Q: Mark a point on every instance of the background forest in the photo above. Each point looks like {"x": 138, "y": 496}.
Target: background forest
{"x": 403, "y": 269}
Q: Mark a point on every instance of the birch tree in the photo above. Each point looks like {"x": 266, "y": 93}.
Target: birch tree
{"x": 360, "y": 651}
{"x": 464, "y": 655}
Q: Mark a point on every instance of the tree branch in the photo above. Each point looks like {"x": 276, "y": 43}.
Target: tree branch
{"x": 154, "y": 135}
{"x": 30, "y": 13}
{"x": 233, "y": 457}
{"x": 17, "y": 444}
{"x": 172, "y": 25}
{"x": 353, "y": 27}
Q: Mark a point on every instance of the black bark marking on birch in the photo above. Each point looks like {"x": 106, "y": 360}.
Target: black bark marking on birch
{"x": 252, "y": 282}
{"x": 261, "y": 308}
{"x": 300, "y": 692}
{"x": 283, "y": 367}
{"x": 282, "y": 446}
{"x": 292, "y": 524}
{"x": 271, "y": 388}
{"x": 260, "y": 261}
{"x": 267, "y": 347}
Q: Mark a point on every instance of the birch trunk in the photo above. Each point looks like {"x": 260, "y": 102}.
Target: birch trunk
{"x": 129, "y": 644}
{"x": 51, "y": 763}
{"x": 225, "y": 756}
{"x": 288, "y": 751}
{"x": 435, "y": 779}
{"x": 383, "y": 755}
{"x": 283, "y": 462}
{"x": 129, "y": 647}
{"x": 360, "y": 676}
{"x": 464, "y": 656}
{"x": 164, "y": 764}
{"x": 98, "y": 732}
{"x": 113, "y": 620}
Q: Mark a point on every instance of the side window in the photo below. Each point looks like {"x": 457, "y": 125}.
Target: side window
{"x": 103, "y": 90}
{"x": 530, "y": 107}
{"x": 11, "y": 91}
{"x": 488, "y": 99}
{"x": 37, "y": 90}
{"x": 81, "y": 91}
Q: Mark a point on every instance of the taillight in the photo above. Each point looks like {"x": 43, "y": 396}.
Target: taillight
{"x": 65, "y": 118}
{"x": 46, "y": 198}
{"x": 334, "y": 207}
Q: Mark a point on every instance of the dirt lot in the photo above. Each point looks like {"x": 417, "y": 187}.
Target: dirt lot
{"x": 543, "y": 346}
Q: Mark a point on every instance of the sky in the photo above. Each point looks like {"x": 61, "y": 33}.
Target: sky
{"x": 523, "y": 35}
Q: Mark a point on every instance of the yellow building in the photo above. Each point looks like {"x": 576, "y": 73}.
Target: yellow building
════════
** SHORT PROBLEM **
Copy out the entire listing above word for word, keeping every line as it stands.

** THE SOLUTION **
Q: Mark a point on every instance of the background forest in the photo above. Each point looks like {"x": 138, "y": 496}.
Target: background forest
{"x": 403, "y": 269}
Q: Mark a point on every instance of the birch tree in the photo above. Each point looks like {"x": 266, "y": 93}.
Target: birch tree
{"x": 360, "y": 651}
{"x": 464, "y": 655}
Q: Mark a point on every instance of the tree branch in the photo above. Each point looks like {"x": 276, "y": 43}.
Target: tree branch
{"x": 154, "y": 135}
{"x": 30, "y": 13}
{"x": 233, "y": 457}
{"x": 17, "y": 444}
{"x": 172, "y": 25}
{"x": 353, "y": 27}
Q: Mark a point on every instance of the black bark marking on birch in the photo above. Each point looks like {"x": 106, "y": 360}.
Target: black bark marking on birch
{"x": 252, "y": 282}
{"x": 261, "y": 308}
{"x": 300, "y": 692}
{"x": 283, "y": 367}
{"x": 282, "y": 446}
{"x": 292, "y": 524}
{"x": 271, "y": 388}
{"x": 260, "y": 261}
{"x": 267, "y": 347}
Q: Mark a point on every instance of the birch trunk in the photo above. Each point looks like {"x": 260, "y": 102}.
Target: birch trunk
{"x": 129, "y": 644}
{"x": 51, "y": 763}
{"x": 225, "y": 756}
{"x": 288, "y": 751}
{"x": 435, "y": 779}
{"x": 383, "y": 755}
{"x": 283, "y": 462}
{"x": 129, "y": 647}
{"x": 360, "y": 676}
{"x": 464, "y": 656}
{"x": 164, "y": 764}
{"x": 98, "y": 732}
{"x": 113, "y": 620}
Q: Mark a point on every instance of the side window in the photo below. Each point looks like {"x": 457, "y": 125}.
Target: side window
{"x": 103, "y": 90}
{"x": 530, "y": 107}
{"x": 11, "y": 91}
{"x": 488, "y": 99}
{"x": 37, "y": 90}
{"x": 81, "y": 91}
Q: Mark a point on every instance of the taillight in the photo above. Each point looks like {"x": 43, "y": 396}.
Target: taillight
{"x": 65, "y": 118}
{"x": 46, "y": 198}
{"x": 334, "y": 207}
Q: Mark a point on every instance of the dirt lot in the photo above. Each point looks like {"x": 417, "y": 187}.
Target: dirt lot
{"x": 543, "y": 346}
Q: Mark a point on every instance of the sky in the photo above. Each point looks like {"x": 61, "y": 33}.
Target: sky
{"x": 523, "y": 35}
Q: Mark a point on every instance of the yellow building in the photo above. Each point looks like {"x": 576, "y": 73}.
Target: yellow building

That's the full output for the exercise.